* **WHAT TO WORK ON**: Please write out, word for word, the passage from the essay on One Piece and freedom below that begins at "生きたい! 私も一緒に海へ連れてって!" and stops after "of existence altogether.".

Having witnessed the most sublime gesture of loyalty humanly possible – the commitment of one’s entire being to saving another – Robin finally trusts the Straw Hats, uttering her deepest, most underlying desire for the first time: to live.
I WANT TO LIVE! TAKE ME OUT TO SEA WITH YOU!
生きたい! 私も一緒に海へ連れてって!
– Nico Robin, One Piece
What prevents the Straw Hats from falling into the trope of martyrdom is, like in all Japanese shonen literature, a combination of superhuman power and unbreakable plot armor. But imagining what it would take to defeat the World Government is not all that different from posing to oneself – and to each other – the existential and ethical dilemmas required to find freedom from suffering today. Both tasks necessitate a truly radical reinterpretation of what it means to be in the World – a war waged against the spiritual and material conditions of existence altogether.
What is your dream? Who do you love? In reflecting on a lifetime of grief, such basic yet fundamental questions emerge as signposts hinting toward an answer.
When it comes to a dream, I speak of neither myth nor reality. What I mean by that is a nod to Adorno and Horkheimer, who famously wrote in the Dialectic of Enlightenment that “myth is already enlightenment, and enlightenment reverts to mythology” (xviii). With these two theses, Adorno and Horkheimer were expressing a radically controversial claim: that all of our modes of understanding reality, whether through religion or secularized rationality, risk reverting to an uncritical logic, a desperate drive to dominate nature, a blind attempt to reinforce the alienation between subject and object. Even in “enlightenment,” we may become instruments within essentially rigid conceptions of the World. No – when I speak of a dream, I do not envision a more amenable samsara, still cycling between one-dimensional anxieties. Rather, I am speaking of complete freedom.
And what is freedom if not an ineffable horizon? Lying beneath the sky of myth and resting above the sea of history, there is a limit yearning for rupture. This dream is not a teleology or an inevitability, but a gaping hole which we are forever trying to fill. Staring off into the distance, confronting this void, sobbing on our knees in the sand, we are left simply with a brief moment of pause. A split second to reflect. Within that instant, the seed of liberation germinates and sees its chance to emerge, threatening to destabilize the entirety of the World.
There is a painting by Klee called Angelus Novus. An angel is depicted there who looks as though he were about to distance himself from something which he is staring at. His eyes are opened wide, his mouth stands open and his wings are outstretched.
The Angel of History must look just so. His face is turned towards the past. Where we see the appearance of a chain of events, he sees one single catastrophe, which unceasingly piles rubble on top of rubble and hurls it before his feet. He would like to pause for a moment so fair, to awaken the dead and to piece together what has been smashed. But a storm is blowing from Paradise, it has caught itself up in his wings and is so strong that the Angel can no longer close them. The storm drives him irresistibly into the future, to which his back is turned, while the rubble-heap before him grows sky-high. That which we call progress, is this storm.

* **DATA EXCERPTS**:
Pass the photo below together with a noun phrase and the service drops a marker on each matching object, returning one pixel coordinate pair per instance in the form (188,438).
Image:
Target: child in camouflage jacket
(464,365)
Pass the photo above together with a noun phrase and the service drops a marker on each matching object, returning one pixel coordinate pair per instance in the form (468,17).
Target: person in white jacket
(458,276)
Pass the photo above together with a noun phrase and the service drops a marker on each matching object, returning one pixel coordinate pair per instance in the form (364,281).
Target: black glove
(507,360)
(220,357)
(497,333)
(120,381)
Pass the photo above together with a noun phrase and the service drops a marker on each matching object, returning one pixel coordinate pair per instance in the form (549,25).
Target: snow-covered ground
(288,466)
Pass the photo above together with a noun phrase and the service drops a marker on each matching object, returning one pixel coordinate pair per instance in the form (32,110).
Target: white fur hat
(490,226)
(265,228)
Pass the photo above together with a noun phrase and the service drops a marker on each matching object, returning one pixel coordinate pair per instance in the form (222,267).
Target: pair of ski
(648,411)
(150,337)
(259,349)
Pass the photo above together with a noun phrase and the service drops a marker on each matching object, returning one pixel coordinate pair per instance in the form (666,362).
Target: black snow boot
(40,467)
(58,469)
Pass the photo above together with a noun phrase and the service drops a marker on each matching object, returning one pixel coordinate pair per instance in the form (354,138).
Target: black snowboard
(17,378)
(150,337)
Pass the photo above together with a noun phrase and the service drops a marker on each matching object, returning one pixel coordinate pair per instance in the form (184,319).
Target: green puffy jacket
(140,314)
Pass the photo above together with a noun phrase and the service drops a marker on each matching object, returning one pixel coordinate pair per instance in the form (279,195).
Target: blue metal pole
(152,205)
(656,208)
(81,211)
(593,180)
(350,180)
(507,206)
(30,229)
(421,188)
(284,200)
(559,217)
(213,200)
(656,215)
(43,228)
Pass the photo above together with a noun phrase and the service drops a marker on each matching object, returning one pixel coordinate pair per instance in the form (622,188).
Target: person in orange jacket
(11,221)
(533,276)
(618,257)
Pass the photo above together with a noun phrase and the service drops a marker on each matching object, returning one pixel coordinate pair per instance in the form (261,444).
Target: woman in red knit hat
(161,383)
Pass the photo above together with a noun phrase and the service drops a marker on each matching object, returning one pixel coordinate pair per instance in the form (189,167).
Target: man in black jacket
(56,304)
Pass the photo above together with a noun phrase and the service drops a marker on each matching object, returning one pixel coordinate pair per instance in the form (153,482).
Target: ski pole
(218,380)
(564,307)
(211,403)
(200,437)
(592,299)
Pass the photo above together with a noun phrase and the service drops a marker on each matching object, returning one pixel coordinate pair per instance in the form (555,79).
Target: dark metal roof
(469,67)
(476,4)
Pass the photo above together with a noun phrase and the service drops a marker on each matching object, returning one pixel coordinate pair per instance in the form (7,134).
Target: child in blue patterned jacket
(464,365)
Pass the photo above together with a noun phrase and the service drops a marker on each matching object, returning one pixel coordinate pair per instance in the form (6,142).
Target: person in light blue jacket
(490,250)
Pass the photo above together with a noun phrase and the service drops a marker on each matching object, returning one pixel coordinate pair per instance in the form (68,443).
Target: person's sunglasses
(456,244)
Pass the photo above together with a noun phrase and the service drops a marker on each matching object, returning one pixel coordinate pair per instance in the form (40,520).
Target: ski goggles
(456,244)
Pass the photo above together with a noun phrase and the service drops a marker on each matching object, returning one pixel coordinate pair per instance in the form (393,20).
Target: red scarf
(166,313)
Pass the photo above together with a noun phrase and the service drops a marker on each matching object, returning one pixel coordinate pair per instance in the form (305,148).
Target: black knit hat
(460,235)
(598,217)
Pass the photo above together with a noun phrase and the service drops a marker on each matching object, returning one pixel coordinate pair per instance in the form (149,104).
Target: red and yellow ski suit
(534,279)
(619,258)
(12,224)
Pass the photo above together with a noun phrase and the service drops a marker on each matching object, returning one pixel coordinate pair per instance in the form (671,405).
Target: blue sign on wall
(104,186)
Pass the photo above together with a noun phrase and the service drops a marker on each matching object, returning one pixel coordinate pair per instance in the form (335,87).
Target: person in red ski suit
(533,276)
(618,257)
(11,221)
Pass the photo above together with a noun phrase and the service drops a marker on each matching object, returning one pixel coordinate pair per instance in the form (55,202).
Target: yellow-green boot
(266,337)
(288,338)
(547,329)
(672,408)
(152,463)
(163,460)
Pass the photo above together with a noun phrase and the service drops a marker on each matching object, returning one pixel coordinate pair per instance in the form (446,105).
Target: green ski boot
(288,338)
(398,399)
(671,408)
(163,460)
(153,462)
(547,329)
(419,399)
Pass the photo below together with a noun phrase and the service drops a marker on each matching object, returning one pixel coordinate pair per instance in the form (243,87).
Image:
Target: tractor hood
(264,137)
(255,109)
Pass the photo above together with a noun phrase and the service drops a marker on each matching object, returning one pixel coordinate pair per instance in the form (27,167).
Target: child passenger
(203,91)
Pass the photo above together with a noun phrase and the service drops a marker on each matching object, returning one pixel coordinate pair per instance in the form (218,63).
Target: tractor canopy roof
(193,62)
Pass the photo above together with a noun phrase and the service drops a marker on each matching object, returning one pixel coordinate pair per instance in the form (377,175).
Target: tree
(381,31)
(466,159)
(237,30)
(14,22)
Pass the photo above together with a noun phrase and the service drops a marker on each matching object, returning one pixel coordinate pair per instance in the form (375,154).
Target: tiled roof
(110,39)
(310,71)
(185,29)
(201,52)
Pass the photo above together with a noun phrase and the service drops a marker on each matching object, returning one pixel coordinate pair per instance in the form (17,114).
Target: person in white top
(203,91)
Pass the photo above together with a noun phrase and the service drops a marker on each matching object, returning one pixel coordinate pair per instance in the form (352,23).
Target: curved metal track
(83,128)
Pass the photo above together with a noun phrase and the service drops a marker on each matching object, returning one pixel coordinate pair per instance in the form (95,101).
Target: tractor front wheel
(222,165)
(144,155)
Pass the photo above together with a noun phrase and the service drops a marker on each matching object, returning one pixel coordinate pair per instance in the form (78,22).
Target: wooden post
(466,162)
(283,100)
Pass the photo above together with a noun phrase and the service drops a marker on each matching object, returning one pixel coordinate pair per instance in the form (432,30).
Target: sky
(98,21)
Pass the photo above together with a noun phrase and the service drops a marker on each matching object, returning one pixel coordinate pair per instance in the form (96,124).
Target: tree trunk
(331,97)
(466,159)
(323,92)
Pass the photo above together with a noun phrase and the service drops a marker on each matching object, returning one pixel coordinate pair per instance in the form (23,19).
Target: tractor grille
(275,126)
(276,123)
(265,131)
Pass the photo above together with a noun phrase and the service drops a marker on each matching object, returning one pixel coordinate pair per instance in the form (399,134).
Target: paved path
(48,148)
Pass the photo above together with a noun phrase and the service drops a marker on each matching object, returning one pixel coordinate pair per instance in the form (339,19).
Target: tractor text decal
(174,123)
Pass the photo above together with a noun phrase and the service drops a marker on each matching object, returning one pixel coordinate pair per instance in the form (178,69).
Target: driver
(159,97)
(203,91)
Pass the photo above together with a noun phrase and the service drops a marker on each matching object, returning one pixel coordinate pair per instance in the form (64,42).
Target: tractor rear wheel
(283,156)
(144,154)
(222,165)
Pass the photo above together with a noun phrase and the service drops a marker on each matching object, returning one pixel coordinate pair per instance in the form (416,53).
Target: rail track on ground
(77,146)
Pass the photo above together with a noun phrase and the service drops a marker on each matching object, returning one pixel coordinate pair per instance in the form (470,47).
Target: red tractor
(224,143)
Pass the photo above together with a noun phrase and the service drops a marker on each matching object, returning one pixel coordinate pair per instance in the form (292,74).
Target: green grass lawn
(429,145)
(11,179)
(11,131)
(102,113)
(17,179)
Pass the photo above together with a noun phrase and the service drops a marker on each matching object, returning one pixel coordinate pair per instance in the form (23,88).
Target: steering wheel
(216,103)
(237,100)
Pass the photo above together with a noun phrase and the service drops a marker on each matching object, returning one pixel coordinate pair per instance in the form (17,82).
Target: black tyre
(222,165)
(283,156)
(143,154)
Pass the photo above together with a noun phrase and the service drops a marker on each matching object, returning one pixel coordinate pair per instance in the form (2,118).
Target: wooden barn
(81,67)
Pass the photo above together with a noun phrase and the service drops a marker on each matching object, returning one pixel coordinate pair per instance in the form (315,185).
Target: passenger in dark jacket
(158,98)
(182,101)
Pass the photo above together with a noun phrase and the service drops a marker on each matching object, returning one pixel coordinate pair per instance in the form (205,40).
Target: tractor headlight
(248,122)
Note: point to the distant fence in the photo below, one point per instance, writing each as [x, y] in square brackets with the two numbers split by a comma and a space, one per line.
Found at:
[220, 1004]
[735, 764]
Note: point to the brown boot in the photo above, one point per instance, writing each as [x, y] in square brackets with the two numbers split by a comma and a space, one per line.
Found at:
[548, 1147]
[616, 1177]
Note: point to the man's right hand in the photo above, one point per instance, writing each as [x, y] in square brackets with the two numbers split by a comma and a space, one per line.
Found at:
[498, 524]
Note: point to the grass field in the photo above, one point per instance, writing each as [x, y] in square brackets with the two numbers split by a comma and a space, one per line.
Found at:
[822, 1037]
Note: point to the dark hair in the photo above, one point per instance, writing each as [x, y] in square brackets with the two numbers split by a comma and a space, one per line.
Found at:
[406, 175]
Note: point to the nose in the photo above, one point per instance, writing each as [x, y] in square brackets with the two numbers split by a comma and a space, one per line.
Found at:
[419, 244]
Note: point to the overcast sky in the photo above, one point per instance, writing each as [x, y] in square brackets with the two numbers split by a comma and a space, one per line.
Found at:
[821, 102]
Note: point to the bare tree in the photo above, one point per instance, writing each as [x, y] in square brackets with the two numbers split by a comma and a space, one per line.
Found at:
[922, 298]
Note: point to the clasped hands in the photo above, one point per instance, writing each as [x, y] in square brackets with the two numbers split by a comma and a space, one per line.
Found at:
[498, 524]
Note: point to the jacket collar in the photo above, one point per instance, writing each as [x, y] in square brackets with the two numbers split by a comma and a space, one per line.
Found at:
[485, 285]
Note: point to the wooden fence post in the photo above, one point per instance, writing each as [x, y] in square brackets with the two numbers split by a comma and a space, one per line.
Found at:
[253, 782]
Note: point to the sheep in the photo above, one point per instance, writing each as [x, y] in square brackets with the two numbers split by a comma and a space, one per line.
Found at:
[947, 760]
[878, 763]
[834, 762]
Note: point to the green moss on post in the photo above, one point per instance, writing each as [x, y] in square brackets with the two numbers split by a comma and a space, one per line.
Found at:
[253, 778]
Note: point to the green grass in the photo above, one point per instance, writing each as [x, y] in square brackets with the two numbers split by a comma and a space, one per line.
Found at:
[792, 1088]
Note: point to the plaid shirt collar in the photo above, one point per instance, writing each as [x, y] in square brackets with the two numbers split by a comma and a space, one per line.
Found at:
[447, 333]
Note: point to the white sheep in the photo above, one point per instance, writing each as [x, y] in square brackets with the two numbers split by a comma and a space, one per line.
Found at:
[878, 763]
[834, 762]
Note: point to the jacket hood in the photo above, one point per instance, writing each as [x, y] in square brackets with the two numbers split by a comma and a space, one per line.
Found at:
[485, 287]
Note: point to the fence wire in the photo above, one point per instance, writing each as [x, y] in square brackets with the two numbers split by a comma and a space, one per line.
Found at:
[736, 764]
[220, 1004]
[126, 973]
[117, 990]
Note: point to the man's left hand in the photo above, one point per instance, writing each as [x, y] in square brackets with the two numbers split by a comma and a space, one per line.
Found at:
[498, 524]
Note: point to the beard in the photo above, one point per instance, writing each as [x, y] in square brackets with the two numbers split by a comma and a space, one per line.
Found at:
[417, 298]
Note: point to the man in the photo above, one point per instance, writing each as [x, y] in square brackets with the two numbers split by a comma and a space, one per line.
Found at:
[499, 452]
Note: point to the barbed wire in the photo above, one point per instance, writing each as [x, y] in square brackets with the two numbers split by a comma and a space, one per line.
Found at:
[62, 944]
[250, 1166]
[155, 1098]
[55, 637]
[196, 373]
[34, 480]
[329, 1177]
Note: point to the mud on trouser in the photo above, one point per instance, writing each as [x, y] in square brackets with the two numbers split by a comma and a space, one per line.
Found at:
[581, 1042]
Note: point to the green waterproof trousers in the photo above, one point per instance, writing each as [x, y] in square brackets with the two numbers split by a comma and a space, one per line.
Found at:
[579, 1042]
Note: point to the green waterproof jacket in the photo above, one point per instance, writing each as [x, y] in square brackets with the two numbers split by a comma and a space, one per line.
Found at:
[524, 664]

* **RESULT OF THIS TASK**:
生きたい! 私も一緒に海へ連れてって!
– Nico Robin, One Piece
What prevents the Straw Hats from falling into the trope of martyrdom is, like in all Japanese shonen literature, a combination of superhuman power and unbreakable plot armor. But imagining what it would take to defeat the World Government is not all that different from posing to oneself – and to each other – the existential and ethical dilemmas required to find freedom from suffering today. Both tasks necessitate a truly radical reinterpretation of what it means to be in the World – a war waged against the spiritual and material conditions of existence altogether.